**Your objective**.
Reproduce the material below word for word, starting at the line that contains "Spot the short" and ending with its final line.

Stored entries

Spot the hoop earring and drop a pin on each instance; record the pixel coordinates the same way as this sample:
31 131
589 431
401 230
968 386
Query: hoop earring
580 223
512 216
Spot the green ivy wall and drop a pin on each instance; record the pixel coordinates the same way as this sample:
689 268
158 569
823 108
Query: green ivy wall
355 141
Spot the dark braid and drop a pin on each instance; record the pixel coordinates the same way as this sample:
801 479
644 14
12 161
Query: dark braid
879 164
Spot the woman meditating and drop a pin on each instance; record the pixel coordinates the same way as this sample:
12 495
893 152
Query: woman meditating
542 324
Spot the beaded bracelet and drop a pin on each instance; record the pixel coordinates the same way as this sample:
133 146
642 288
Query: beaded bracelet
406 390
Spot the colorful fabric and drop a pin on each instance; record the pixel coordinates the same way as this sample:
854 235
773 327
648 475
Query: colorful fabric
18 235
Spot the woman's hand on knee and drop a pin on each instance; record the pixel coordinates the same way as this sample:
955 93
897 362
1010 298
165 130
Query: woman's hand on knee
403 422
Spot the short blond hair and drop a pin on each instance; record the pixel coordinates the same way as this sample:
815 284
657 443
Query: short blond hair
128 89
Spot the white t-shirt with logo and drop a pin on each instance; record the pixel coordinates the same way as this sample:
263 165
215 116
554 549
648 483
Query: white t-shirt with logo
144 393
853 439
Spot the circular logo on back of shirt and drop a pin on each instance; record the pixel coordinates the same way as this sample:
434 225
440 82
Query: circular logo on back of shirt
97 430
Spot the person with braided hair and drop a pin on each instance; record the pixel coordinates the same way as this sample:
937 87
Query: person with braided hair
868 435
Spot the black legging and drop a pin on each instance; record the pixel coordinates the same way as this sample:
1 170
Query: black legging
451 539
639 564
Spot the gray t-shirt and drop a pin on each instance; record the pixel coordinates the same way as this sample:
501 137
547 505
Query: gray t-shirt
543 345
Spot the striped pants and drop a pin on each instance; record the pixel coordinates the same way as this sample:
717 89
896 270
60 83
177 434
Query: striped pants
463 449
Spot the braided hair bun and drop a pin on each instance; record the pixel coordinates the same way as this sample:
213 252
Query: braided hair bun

**The solution**.
Spot the short blond hair and drop a pin on each instance; record the pixel coordinates the same way as this sample:
815 284
657 443
Query: short blond hair
128 89
Spot the white t-shirt with logo and drop a pin on each instance; record the pixel coordinates the same way as this sample:
263 165
215 116
554 549
648 483
Query: white t-shirt with logo
144 393
853 439
Spot the circular logo on back of shirt and drop a pin on each instance; record the pixel coordinates the same way as this sample:
434 225
440 82
Query: circular logo on back of shirt
97 430
Spot the person with braided hair and drop a pin on each instance; record the pixel coordinates the same way as this sample:
937 87
Query: person with braided hair
868 435
Spot the black legging and drop a pin on each instance; record the pixel coordinates the same way as this sample:
1 170
Query: black legging
451 539
639 564
Spot the gray t-shirt and drop a pin on each instance; record the pixel coordinates the same way as this sample:
501 137
547 505
Query: gray t-shirt
543 345
Spot the striped pants and drop a pin on each instance; record the pixel coordinates the same way as this sample:
717 89
896 270
60 83
177 434
Query: striped pants
463 449
Spot the braided hair bun and drop a pin on each instance; record the pixel coordinates the same way as this sample:
213 252
Query: braided hair bun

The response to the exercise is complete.